• **WHAT TO PRODUCE**:
Each entry should be set down again verbatim, with the images omitted.

• **SUPPLIED DATA**:
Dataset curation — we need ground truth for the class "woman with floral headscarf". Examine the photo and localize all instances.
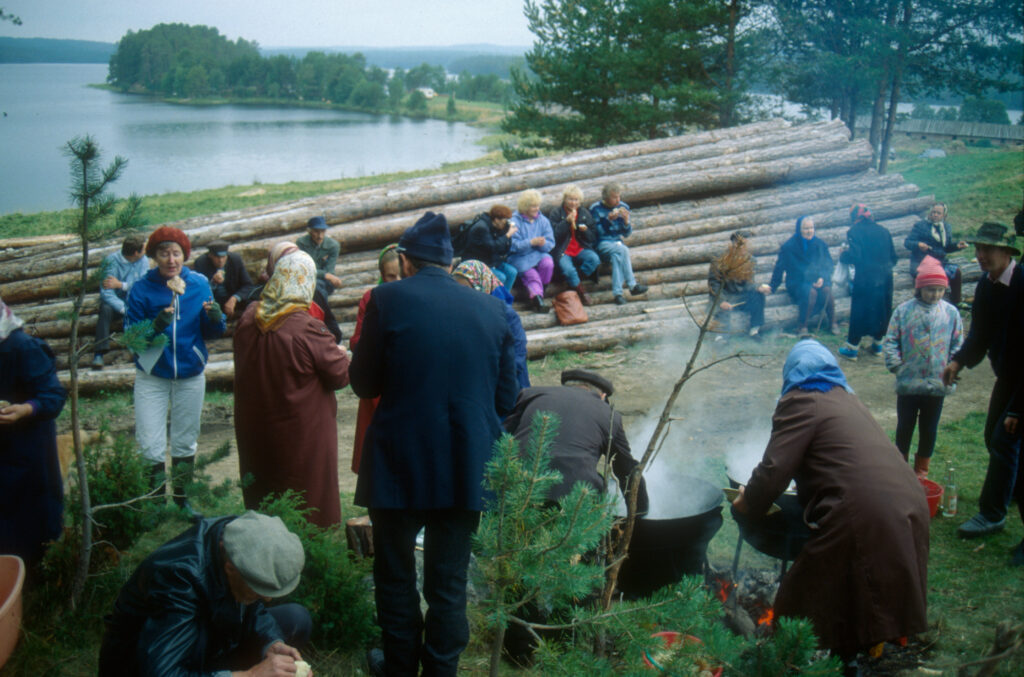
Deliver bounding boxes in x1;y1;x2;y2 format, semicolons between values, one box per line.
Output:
453;259;530;390
349;244;400;473
0;295;67;569
732;340;928;675
233;251;351;527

• **SOLUTION TO THE EXERCISE**:
Dataset curation — we need ground truth for the class "woman with floral headscarf". Examine the photo and localize all instances.
Deliver bounding boxes in x1;y1;x2;y2 format, semicolons between values, one box per line.
Output:
453;259;530;390
349;244;400;473
0;295;67;569
732;340;928;675
233;251;351;527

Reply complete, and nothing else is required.